>>>>

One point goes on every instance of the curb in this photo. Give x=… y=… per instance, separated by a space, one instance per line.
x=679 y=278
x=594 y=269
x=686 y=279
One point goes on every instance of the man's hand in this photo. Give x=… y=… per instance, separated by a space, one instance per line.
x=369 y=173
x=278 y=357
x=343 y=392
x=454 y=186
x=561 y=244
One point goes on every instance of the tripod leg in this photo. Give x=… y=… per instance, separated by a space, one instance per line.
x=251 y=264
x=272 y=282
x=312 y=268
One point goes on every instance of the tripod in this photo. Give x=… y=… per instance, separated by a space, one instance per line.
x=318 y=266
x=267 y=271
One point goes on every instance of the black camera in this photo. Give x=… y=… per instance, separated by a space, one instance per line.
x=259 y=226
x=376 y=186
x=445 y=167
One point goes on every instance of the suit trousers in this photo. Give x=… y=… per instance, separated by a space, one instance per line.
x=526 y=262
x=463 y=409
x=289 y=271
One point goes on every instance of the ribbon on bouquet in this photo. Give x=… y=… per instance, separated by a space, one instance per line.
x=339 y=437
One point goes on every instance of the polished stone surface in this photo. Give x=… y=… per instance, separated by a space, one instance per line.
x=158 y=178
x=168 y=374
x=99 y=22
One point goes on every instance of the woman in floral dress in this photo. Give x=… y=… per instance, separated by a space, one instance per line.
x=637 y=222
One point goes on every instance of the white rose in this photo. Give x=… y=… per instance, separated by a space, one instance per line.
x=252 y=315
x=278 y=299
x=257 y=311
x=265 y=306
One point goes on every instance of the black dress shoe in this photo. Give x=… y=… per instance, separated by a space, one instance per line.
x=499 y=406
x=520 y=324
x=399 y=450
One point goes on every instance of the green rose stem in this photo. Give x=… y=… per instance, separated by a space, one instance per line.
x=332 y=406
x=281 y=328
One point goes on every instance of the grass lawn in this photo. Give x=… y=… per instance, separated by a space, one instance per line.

<<<<

| Given instruction |
Rewrite all of the records above, swapping "instance" for "occurrence" everywhere it occurs and keeping everything else the same.

| Response to this task |
One point goes on every occurrence of the curb in this photo. Give x=… y=… per occurrence, separated by a space, one occurrence per line.
x=679 y=278
x=594 y=269
x=686 y=279
One point goes on every occurrence of the man's hand in this photo. Give x=… y=… per occurrence, separated by a space, one occurrence per line.
x=369 y=173
x=278 y=357
x=343 y=392
x=454 y=186
x=561 y=244
One point goes on every occurrence of the tripod leg in this photo. Give x=… y=… per occurrence, separated by a space, one occurrence per line.
x=251 y=264
x=272 y=282
x=312 y=268
One point goes on every occurrence of the tripod in this photo. Give x=… y=… per occurrence, separated by a space, one occurrence per line.
x=318 y=266
x=267 y=271
One point goes on every occurrence of the black camera in this photo. Give x=… y=… per occurrence, separated by a space, one occurrence per line.
x=259 y=226
x=376 y=186
x=445 y=167
One point goes on every occurrence of the suit trousers in this photo. Give x=… y=… per occurrence, separated by a space, one occurrence per line.
x=526 y=262
x=463 y=409
x=289 y=271
One point goes on every occurrence of the ribbon on bouquet in this photo. Give x=… y=… per occurrence, separated by a space, one occurrence per line.
x=339 y=437
One point goes on every occurrence of the polished stone surface in this photo. Give x=… y=… per occurrence, separated by a space, one occurrence per line.
x=158 y=178
x=168 y=374
x=99 y=22
One point goes on every occurrence of the woman in floral dress in this photo. Give x=… y=… per occurrence, separated by a space, one occurrence per line.
x=637 y=222
One point goes on every occurrence of the white rose in this photo. Give x=… y=… per occurrence, separated by a space, one occurrence per line.
x=252 y=315
x=278 y=299
x=257 y=311
x=265 y=306
One point goes on every occurrence of the black dress shoe in this photo. Give x=… y=… per occurrence, separated by a space, one occurrence per line.
x=499 y=406
x=520 y=324
x=399 y=450
One point goes on every occurrence of the green rose stem in this photo. Give x=… y=… per occurrence, separated by a space, one occurrence per line.
x=332 y=406
x=281 y=328
One point goes on every occurrence of the grass lawn in this photo. Give x=… y=… per occurrence, separated by a space, one occurrence per line.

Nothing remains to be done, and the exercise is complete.